The lines to repeat are those below from the one containing "drop a point: the open flat field in distance" down to the one containing "Intersection-audit request. Target: nose", both included; reproduce them exactly and nothing else.

● ● ● ● ● ● ●

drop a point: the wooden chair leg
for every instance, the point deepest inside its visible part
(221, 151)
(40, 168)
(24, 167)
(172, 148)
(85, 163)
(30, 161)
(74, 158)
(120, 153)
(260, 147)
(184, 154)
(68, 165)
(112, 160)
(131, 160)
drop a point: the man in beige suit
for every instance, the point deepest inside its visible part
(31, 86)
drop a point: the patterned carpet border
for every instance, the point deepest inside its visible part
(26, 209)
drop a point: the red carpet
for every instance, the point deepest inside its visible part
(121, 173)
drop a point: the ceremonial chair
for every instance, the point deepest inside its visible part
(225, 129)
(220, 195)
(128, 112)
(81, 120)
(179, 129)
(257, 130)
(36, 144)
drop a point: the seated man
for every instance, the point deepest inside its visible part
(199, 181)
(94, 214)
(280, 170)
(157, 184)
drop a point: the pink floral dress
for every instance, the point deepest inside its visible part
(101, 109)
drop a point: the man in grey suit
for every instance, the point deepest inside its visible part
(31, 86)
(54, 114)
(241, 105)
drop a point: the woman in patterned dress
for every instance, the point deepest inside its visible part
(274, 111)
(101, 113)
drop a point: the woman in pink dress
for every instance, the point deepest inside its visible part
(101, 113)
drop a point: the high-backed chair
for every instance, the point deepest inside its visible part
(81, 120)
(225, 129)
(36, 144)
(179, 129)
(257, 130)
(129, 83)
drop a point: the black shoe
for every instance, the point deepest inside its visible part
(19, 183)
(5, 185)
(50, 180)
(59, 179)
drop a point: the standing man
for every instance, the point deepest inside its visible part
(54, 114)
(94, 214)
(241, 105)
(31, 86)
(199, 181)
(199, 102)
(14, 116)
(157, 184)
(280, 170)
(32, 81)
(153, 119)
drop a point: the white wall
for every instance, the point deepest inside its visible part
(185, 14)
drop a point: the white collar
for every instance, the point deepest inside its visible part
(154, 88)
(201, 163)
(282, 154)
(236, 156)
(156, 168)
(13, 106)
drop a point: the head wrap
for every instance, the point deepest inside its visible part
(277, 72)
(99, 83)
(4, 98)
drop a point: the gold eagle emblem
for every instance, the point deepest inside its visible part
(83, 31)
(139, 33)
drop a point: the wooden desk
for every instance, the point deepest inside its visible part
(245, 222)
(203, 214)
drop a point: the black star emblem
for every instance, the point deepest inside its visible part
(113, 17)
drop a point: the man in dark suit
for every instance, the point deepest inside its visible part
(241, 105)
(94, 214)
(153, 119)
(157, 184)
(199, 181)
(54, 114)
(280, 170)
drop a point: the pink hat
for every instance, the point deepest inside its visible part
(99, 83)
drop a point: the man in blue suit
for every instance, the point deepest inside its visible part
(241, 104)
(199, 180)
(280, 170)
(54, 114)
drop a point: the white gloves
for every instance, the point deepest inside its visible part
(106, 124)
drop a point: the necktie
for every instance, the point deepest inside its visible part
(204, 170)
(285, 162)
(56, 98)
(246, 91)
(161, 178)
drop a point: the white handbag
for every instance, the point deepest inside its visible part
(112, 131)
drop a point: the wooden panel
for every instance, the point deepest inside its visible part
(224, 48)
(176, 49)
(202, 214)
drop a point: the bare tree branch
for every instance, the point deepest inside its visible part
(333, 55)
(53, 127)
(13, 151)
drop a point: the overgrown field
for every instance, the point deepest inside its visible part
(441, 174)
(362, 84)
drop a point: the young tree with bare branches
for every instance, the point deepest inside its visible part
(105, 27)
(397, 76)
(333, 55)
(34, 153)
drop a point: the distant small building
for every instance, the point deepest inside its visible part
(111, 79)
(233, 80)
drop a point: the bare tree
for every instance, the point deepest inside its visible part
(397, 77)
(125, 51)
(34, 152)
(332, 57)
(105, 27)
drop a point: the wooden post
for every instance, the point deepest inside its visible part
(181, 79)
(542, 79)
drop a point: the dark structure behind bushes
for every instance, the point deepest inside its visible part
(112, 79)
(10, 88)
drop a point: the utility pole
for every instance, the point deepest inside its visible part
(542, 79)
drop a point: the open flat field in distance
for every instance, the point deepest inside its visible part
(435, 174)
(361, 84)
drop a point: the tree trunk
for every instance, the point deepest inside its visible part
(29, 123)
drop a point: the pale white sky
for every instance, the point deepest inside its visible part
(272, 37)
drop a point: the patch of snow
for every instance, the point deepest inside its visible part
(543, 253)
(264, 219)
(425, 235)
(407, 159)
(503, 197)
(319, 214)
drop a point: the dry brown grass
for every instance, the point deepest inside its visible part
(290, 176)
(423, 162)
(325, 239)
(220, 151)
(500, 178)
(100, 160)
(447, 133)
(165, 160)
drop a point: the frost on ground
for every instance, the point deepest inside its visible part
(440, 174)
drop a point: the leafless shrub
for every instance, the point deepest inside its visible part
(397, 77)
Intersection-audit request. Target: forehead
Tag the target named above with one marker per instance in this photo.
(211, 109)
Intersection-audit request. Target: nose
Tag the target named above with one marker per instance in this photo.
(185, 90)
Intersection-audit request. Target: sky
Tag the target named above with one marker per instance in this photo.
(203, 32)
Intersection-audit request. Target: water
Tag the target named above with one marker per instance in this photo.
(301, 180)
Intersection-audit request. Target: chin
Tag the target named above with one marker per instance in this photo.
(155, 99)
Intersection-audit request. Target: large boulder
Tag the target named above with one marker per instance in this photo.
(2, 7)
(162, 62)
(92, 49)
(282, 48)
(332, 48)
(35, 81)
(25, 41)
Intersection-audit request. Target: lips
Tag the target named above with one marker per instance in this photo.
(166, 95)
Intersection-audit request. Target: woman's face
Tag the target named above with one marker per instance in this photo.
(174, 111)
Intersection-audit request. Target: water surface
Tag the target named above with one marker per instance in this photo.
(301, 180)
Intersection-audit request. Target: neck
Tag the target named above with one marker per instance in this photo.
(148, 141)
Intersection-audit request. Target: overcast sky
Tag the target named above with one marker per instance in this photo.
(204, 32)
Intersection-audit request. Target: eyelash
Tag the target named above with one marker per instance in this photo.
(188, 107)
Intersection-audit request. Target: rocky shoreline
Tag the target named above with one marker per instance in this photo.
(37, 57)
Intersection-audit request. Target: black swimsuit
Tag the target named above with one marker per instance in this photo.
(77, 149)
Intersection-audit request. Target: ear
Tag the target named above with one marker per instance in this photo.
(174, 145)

● ● ● ● ● ● ●

- **RESULT OF THIS TASK**
drop a point: the open flat field in distance
for every instance, the point deepest inside its visible part
(435, 174)
(361, 84)
drop a point: the tree trunk
for every instance, the point deepest inside its visible part
(29, 123)
drop a point: the pale white sky
for every instance, the point deepest inside its visible part
(272, 37)
drop a point: the patch of snow
for every instance, the point deepest inside its visible part
(543, 253)
(264, 219)
(425, 235)
(407, 159)
(503, 197)
(319, 214)
drop a point: the dry brown grass
for every instance, the point deepest inside its visible part
(290, 176)
(423, 162)
(325, 239)
(220, 151)
(500, 178)
(100, 160)
(447, 133)
(165, 160)
drop a point: the frost on ground
for every instance, the point deepest inside its visible part
(440, 174)
drop a point: the leafless shrub
for every instance, the point deepest inside its visible part
(397, 77)
Intersection-audit request. Target: forehead
Tag the target named above with one marker per instance in this photo.
(211, 109)
Intersection-audit request. Target: nose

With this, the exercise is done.